Task prompt:
Copy every item below word for word, leaving out the pictures.

Data for this exercise:

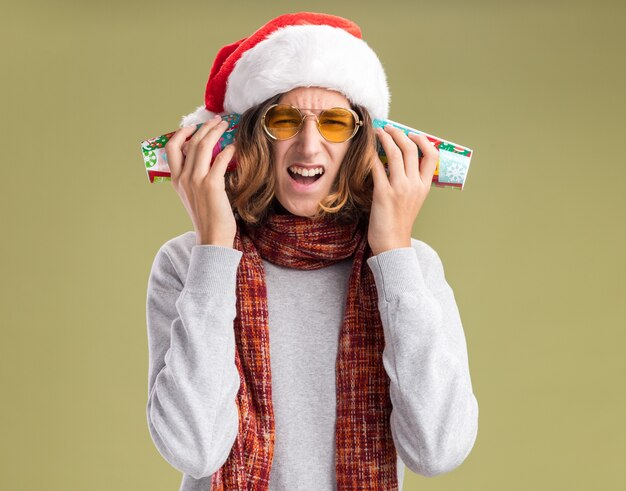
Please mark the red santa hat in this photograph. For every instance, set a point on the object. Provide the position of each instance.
(303, 49)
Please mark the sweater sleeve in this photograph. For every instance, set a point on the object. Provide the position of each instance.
(434, 420)
(192, 378)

The solution:
Please mark the red santa hat in this photograph. For every instance, set a point on the object. Provide the position of each instance.
(303, 49)
Please mark the sweater sleeve in this photograph. For every instance, set a point on the object. Provide the position of each instance.
(434, 420)
(192, 378)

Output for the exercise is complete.